R.Ç: Hocam özür dilerim ama sizin yazdığınız yazıdan sonra Zonguldak’ta Uzun Mehmet için efsane diye ikna olmuş çok sayıda araştırmacı arkadaşlar var,  bunlar şunu da yazıyorlar, Necdet Sakaoğlu bu konuyu yazmıştır, bu iş bitmiştir, bu konu yanlış ise de yine bu konuda Necdet Hoca karar verecektir şeklinde ifadeler içinde olanlar var.

N.S: Hayır ben nasıl karar vereyim. Ben, bulduklarımı ulaştıklarımı yazdım. Ben böyle bir tartışmaya girmem. Benim yazım Tarih Toplum Dergisinde 1984’te yayınlandı. Onu yalanlayın, yalan olduğunu yazın, böyle bir şey yoktur deyin, ne diyorsanız deyin.

R.Ç: Hocam biz bunları yazıyoruz. Biz 1903, 1916, 1925.. gazeteleri dergileri bunları yazıyoruz da ama sizden bu anlamda bu bilgileri belgeleri değerlendirmenizi ve gerekirse bu durumu o günkü şartlarda görülemediği anlamında mı olacak (nasıl olacak bilmiyorum ama) sizden bir ifade bekliyoruz Hocam.

N.S: Hayır efendim. Çetin Bey ben münakaşa yapmak istemiyorum. Bunu oturup yazan ekibi ben tanıdım. Sadece Ahmet Naim Beyi tanımadım. Tahir Beyi, Vedat Cumalı Beyi ben tanıdım. Bunlarla yüz yüze konuştum.

■ **Yapılacaklar**
A. Uzun Mehmet söyleşisinde "N.S: Hayır ben" ile başlayıp "yüz yüze konuştum." ile biten bölümü (ikisi de dahil) yeniden yazın ve "münakaşa" yerine "tartışma" koyun.
B. Uzun Mehmet söyleşisinde geçen bütün yıl sayılarını sıralayın.
C. Uzun Mehmet söyleşisini son cümlesinden sonra devam ettirin.

■ **Sağlanan Veriler**
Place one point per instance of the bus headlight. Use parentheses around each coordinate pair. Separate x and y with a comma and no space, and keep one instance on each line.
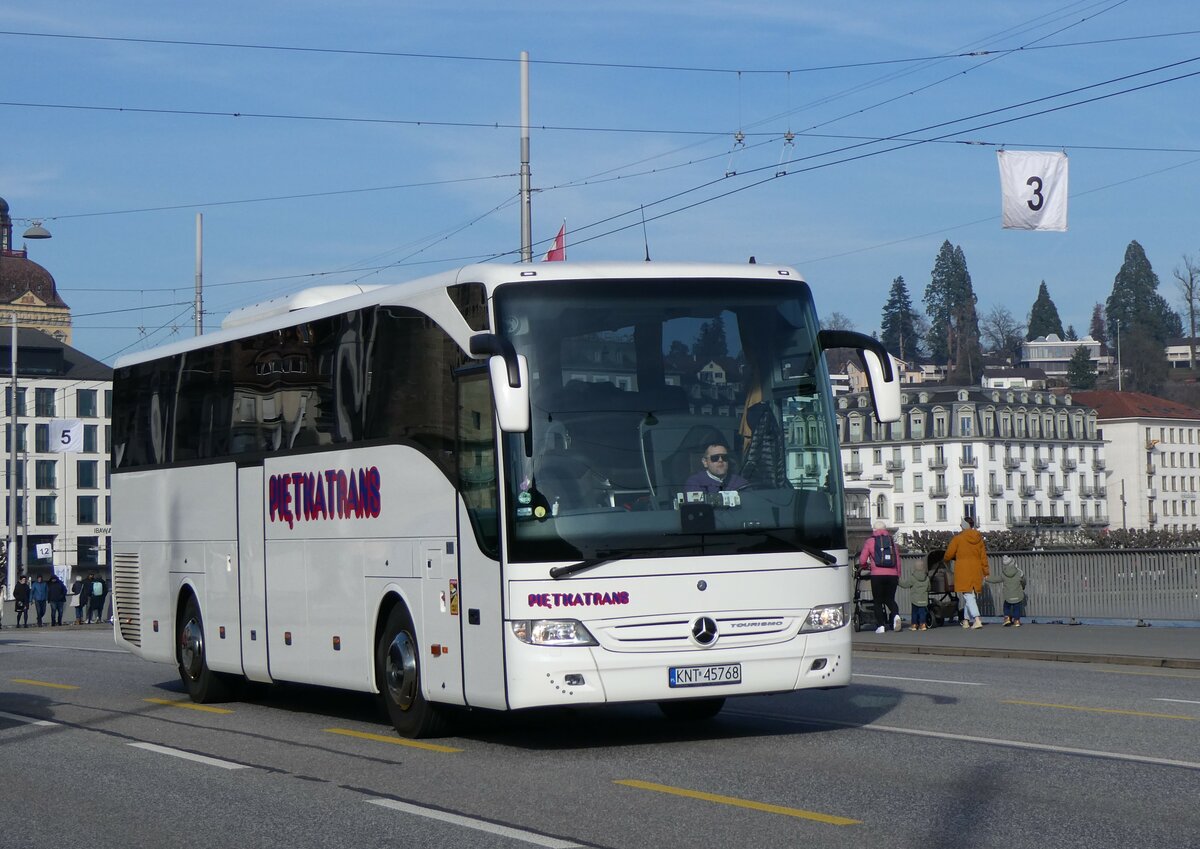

■ **Nihai Sonuçlar**
A.
N.S: Hayır ben nasıl karar vereyim. Ben, bulduklarımı ulaştıklarımı yazdım. Ben böyle bir tartışmaya girmem. Benim yazım Tarih Toplum Dergisinde 1984’te yayınlandı. Onu yalanlayın, yalan olduğunu yazın, böyle bir şey yoktur deyin, ne diyorsanız deyin.

R.Ç: Hocam biz bunları yazıyoruz. Biz 1903, 1916, 1925.. gazeteleri dergileri bunları yazıyoruz da ama sizden bu anlamda bu bilgileri belgeleri değerlendirmenizi ve gerekirse bu durumu o günkü şartlarda görülemediği anlamında mı olacak (nasıl olacak bilmiyorum ama) sizden bir ifade bekliyoruz Hocam.

N.S: Hayır efendim. Çetin Bey ben tartışma yapmak istemiyorum. Bunu oturup yazan ekibi ben tanıdım. Sadece Ahmet Naim Beyi tanımadım. Tahir Beyi, Vedat Cumalı Beyi ben tanıdım. Bunlarla yüz yüze konuştum.

B. 1984, 1903, 1916, 1925

C.
R.Ç: Hocam bunlar, biz bu konuyu sahte olarak ürettik mi dediler.

N.S: Sahte olarak ürettik demiyorlar. Sahte lafı kötü, çirkin. Halkevinin Tarih Komitesi olarak, diyorlar ki, kömürü Bodosaki Vasilaki Rumlar Fransızlar İngilizler gayri müslimler buldu denmesin diye yaptık diyorlar. Bunu bana söylediler. Ben de bunu yazdım. Ayrıca ben de arşivde belge aradım. Yazdım. Tashih de görmüş. Karşı belgeler de yayınlanabilirdi, hatta Ahmet Naim Çıladır’ın oğlu yazdı, çizdi, bana bir sürü atıflarda bulundu ama onların dedikleri tutmadı. Bir belge falan yayınlamadılar.

R.Ç: Hocam zaten sıkıntı burada.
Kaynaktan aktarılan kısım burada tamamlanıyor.